Position annotation records —
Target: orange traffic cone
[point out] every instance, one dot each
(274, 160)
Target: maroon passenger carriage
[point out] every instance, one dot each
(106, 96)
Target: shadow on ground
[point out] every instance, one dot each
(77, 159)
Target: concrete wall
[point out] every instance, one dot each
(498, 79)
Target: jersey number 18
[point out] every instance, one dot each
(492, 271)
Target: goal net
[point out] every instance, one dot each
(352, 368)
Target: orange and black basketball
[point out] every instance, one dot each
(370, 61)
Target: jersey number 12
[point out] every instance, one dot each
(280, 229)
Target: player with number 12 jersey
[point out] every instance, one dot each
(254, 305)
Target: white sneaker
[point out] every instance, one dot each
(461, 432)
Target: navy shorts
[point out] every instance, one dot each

What is required —
Convert every line of the records above into a Markdown table with two columns, Row and Record line. Number the rows in order and omit any blank lines.

Full solution —
| Row | Record line |
|---|---|
| 1 | Target: orange traffic cone |
| 2 | [point out] every instance, one dot each |
| 3 | (274, 160) |
| 4 | Target: maroon passenger carriage |
| 5 | [point out] every instance, one dot each |
| 6 | (106, 96) |
| 7 | Target: shadow on ground |
| 8 | [point out] every instance, one dot each |
| 9 | (77, 159) |
| 10 | Target: concrete wall |
| 11 | [point out] every instance, one dot each |
| 12 | (498, 79) |
| 13 | Target: jersey number 18 |
| 14 | [point out] every instance, one dot each |
| 15 | (492, 271) |
| 16 | Target: goal net |
| 17 | [point out] every instance, one dot each |
| 18 | (352, 368) |
| 19 | Target: orange and black basketball |
| 20 | [point out] every instance, one dot each |
| 21 | (370, 61) |
| 22 | Target: jersey number 12 |
| 23 | [point out] every instance, one dot each |
| 24 | (280, 229) |
| 25 | Target: player with number 12 jersey |
| 26 | [point out] every instance, one dot each |
| 27 | (254, 305) |
| 28 | Target: white sneaker |
| 29 | [point out] every instance, one dot each |
| 30 | (461, 432) |
| 31 | Target: navy shorts |
| 32 | [point out] every instance, one dot each |